• Exercise:
Exactly reproduce the line that contains "Task: indicate the kneeling person" and all lines after it in the entries below, through the very last line.

======== Supplied material

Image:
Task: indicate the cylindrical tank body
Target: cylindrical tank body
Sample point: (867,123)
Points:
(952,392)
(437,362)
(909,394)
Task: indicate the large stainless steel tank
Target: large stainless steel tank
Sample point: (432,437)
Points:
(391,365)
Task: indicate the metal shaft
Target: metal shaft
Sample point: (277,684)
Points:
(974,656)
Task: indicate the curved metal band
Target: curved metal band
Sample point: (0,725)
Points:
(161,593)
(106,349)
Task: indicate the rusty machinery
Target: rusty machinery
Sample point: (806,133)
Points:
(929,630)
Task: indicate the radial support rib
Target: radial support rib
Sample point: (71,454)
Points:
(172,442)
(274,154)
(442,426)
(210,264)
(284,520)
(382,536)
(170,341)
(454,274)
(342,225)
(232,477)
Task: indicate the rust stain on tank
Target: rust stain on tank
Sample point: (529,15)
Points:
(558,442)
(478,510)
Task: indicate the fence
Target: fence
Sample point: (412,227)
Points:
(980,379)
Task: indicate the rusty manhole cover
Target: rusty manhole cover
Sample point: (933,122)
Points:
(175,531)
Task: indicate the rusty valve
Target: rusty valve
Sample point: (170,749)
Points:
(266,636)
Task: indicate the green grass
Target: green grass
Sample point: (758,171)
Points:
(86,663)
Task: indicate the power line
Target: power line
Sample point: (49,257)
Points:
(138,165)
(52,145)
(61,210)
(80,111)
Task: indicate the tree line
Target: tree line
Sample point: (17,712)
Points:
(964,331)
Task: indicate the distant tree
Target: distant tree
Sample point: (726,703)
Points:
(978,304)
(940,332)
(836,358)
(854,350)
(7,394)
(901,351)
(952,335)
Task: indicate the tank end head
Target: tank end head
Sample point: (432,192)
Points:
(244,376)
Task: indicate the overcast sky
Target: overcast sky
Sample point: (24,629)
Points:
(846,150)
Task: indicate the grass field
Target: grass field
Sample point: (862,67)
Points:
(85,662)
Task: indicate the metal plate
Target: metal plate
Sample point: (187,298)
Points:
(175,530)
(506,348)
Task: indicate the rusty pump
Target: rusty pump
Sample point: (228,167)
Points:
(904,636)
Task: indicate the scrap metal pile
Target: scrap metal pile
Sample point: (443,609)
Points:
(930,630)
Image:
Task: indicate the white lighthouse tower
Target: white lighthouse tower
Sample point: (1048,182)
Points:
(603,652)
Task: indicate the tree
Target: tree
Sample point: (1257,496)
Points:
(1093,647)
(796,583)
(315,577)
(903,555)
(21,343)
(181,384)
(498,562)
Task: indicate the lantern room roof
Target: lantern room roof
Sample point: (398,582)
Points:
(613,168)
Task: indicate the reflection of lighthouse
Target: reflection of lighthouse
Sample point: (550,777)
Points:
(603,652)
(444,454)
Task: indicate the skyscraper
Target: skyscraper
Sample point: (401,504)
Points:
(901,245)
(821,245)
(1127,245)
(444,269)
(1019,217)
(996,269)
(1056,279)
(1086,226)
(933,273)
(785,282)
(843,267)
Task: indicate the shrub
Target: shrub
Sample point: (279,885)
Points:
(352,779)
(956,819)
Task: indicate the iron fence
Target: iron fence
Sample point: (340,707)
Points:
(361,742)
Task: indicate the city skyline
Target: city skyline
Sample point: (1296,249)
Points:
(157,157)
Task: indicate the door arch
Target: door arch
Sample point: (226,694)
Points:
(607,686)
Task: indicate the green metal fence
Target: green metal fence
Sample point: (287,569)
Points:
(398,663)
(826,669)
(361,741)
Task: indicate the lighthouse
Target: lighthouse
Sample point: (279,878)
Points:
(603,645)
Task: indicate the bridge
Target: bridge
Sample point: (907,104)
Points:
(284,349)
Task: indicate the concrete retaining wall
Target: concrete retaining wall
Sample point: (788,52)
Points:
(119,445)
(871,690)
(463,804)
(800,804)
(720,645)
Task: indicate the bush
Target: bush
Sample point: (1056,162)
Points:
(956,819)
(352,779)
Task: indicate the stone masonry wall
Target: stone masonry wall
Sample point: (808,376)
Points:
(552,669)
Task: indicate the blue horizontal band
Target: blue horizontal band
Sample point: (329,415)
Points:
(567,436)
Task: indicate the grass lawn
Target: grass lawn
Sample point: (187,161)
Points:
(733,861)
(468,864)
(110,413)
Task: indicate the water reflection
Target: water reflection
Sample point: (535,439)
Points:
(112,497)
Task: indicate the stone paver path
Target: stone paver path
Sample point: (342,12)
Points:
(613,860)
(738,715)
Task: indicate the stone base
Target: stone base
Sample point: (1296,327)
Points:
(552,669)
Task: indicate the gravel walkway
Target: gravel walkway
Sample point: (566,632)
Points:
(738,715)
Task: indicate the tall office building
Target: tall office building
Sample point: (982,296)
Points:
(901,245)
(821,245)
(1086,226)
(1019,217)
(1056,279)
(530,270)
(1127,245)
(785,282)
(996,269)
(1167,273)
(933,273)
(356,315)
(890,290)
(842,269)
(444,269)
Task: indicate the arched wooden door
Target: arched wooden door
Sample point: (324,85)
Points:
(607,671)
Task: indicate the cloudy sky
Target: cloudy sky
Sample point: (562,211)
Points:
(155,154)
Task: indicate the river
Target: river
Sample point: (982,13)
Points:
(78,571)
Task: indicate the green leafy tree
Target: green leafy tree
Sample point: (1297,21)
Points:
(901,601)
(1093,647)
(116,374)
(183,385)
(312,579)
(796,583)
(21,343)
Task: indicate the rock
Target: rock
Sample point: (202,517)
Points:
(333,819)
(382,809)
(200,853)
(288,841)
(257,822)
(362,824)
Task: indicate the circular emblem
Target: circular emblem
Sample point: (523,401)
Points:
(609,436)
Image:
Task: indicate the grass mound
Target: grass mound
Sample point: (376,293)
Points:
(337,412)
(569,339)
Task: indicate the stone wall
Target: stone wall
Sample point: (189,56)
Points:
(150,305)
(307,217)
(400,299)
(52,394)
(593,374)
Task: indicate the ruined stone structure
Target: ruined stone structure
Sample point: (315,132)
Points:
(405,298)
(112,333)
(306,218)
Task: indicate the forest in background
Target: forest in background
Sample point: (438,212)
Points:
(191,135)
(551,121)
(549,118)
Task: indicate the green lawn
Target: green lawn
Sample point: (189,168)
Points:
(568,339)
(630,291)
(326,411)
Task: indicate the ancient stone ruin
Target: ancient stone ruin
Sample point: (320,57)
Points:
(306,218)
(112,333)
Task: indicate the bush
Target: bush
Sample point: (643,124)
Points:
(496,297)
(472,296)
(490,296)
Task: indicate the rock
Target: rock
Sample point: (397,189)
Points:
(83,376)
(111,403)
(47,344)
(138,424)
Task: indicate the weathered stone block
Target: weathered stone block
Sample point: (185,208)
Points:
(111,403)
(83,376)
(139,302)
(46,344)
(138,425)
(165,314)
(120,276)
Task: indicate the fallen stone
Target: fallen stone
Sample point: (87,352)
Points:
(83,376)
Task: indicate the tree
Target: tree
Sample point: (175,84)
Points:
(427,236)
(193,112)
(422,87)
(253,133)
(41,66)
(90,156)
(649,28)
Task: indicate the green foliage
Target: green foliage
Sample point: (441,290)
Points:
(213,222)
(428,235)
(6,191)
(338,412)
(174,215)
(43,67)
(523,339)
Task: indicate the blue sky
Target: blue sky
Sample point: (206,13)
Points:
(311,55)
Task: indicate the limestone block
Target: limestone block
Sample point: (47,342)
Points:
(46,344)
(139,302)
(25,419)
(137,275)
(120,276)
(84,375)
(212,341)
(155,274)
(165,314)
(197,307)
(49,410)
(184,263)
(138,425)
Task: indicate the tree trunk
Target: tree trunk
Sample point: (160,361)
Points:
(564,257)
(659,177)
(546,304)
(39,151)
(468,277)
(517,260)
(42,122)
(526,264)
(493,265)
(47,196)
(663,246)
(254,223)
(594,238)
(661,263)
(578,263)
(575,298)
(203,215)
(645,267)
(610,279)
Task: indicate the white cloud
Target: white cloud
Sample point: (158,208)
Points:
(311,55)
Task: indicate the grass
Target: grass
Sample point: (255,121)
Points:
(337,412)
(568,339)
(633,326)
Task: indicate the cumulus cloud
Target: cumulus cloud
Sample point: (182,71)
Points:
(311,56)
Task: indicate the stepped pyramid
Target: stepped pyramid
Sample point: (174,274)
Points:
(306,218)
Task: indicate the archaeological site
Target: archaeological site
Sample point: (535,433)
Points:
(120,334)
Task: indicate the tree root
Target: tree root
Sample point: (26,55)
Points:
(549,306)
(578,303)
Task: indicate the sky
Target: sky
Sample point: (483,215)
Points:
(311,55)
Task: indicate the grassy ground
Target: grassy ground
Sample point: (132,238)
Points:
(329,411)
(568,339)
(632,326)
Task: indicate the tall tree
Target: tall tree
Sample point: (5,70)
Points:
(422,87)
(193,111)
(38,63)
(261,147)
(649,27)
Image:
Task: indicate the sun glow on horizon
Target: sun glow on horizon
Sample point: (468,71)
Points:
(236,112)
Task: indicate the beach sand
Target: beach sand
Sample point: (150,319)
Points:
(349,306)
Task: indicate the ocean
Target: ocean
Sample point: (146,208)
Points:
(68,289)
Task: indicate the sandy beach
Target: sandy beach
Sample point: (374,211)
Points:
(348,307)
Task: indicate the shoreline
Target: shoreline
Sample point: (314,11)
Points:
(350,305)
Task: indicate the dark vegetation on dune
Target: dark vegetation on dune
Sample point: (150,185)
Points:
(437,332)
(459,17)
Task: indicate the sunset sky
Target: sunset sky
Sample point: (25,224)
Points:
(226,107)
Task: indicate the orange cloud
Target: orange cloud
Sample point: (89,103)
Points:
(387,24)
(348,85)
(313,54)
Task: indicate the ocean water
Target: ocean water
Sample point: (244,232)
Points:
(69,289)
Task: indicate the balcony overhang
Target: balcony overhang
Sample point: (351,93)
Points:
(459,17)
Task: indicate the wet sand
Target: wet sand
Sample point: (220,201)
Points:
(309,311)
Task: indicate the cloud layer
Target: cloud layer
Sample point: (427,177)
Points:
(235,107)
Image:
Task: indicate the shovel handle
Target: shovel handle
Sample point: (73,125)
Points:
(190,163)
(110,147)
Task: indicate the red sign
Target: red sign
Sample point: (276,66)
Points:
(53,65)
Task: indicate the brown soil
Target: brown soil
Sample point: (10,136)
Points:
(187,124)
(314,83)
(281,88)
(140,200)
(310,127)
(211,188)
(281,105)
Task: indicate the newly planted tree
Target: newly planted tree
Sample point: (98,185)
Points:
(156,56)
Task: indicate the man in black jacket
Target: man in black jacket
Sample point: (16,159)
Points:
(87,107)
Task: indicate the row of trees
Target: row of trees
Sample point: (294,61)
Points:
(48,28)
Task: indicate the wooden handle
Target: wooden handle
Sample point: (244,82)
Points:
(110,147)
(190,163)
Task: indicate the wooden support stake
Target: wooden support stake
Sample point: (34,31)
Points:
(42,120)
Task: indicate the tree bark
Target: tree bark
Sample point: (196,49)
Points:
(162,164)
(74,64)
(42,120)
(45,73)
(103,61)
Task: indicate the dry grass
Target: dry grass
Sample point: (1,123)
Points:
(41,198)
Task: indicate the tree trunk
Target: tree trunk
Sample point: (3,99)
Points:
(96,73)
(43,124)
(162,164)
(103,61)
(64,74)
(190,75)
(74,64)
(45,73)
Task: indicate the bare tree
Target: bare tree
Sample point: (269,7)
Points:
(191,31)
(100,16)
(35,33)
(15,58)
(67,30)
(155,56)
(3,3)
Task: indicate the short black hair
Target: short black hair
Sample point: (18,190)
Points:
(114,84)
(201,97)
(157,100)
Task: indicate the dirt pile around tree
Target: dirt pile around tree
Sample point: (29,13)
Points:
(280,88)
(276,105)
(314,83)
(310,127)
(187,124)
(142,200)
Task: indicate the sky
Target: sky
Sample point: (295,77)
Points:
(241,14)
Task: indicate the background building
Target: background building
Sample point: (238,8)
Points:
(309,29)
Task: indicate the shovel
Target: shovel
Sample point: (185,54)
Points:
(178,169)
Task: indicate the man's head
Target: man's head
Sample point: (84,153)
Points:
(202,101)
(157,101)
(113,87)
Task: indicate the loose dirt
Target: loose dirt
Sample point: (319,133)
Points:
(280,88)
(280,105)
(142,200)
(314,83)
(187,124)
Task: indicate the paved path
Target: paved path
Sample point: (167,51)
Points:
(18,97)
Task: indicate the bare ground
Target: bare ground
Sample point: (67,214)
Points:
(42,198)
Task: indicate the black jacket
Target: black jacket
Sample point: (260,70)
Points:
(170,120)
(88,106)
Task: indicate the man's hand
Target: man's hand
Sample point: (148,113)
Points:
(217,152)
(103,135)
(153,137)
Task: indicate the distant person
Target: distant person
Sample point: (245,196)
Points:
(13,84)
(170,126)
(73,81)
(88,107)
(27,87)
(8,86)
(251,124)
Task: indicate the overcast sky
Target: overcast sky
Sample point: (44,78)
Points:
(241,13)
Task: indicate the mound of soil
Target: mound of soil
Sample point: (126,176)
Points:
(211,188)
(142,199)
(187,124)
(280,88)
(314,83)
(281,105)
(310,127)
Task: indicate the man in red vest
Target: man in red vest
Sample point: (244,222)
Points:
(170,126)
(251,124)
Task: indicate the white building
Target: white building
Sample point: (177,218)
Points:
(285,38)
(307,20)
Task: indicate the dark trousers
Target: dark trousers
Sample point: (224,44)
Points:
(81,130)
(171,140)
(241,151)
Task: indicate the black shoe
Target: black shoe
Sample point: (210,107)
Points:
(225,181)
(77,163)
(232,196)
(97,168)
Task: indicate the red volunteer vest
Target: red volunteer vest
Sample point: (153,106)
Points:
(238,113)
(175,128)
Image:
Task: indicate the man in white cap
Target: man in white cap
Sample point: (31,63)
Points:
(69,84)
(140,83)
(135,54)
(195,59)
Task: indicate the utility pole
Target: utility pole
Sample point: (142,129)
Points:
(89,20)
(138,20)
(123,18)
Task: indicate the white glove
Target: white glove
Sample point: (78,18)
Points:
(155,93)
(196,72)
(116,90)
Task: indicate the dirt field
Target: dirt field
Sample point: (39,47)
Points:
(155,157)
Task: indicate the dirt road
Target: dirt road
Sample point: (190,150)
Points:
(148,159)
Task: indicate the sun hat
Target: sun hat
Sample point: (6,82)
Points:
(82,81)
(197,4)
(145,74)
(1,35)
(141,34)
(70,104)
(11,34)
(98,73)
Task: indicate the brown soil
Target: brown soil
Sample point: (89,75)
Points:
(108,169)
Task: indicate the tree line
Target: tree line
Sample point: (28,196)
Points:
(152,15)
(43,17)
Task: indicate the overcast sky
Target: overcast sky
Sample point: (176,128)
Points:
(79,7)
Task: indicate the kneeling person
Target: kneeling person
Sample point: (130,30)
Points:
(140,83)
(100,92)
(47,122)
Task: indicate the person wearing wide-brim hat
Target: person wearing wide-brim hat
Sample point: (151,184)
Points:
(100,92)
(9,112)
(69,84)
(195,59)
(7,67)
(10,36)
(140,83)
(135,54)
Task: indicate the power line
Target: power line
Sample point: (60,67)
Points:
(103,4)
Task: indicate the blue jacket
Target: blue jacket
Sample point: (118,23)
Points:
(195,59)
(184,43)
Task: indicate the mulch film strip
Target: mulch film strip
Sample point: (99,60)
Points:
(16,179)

================

• Solution:
Task: indicate the kneeling person
Target: kneeling person
Sample point: (130,30)
Points:
(140,83)
(100,92)
(47,122)
Task: indicate the person wearing wide-brim hat
Target: person wearing wide-brim hat
Sample point: (151,184)
Points:
(100,92)
(9,112)
(69,84)
(195,59)
(7,67)
(10,36)
(140,83)
(135,54)
Task: indicate the power line
Target: power line
Sample point: (60,67)
Points:
(103,4)
Task: indicate the blue jacket
Target: blue jacket
Sample point: (118,23)
Points:
(195,59)
(184,43)
Task: indicate the mulch film strip
Target: mulch film strip
Sample point: (99,60)
Points:
(16,179)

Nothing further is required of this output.